Aim of the exercise
Change every "Endpoint" to "Route" in all of the records below and keep everything else the same. Leave the pictures out of your answer.

[Bounding-box records]
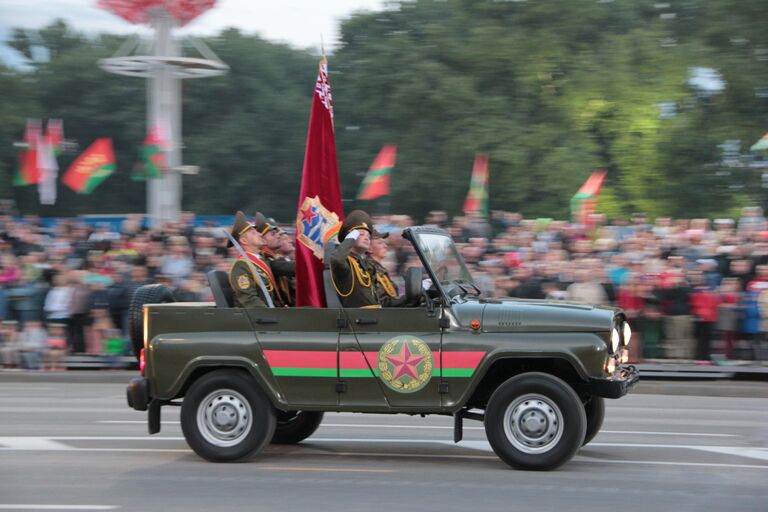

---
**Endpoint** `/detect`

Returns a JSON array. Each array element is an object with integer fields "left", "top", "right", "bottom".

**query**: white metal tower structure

[{"left": 99, "top": 0, "right": 229, "bottom": 226}]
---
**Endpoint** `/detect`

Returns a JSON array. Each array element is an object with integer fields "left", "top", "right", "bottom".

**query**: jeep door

[
  {"left": 247, "top": 308, "right": 343, "bottom": 408},
  {"left": 339, "top": 308, "right": 441, "bottom": 411}
]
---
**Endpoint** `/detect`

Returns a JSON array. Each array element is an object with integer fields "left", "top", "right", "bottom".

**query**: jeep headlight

[
  {"left": 622, "top": 322, "right": 632, "bottom": 347},
  {"left": 611, "top": 327, "right": 621, "bottom": 354}
]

Task response
---
**Route** `/detect`

Returns a JSON array. Each array element is an object with integer fields "left", "top", "right", "bottom".

**query**: white metal tower structure

[{"left": 99, "top": 0, "right": 229, "bottom": 226}]
---
**Route** `/detect`

Returns a JSON array. Each array element is an object with integer fields "left", "top", "right", "bottom".

**query**: jeep door

[
  {"left": 247, "top": 308, "right": 343, "bottom": 408},
  {"left": 339, "top": 308, "right": 441, "bottom": 411}
]
---
**Route** `/detect`

Returns a JSON array. Each array element is an object with integer fields "left", "top", "right", "bottom".

**query**: jeep headlight

[
  {"left": 622, "top": 322, "right": 632, "bottom": 347},
  {"left": 611, "top": 327, "right": 621, "bottom": 354}
]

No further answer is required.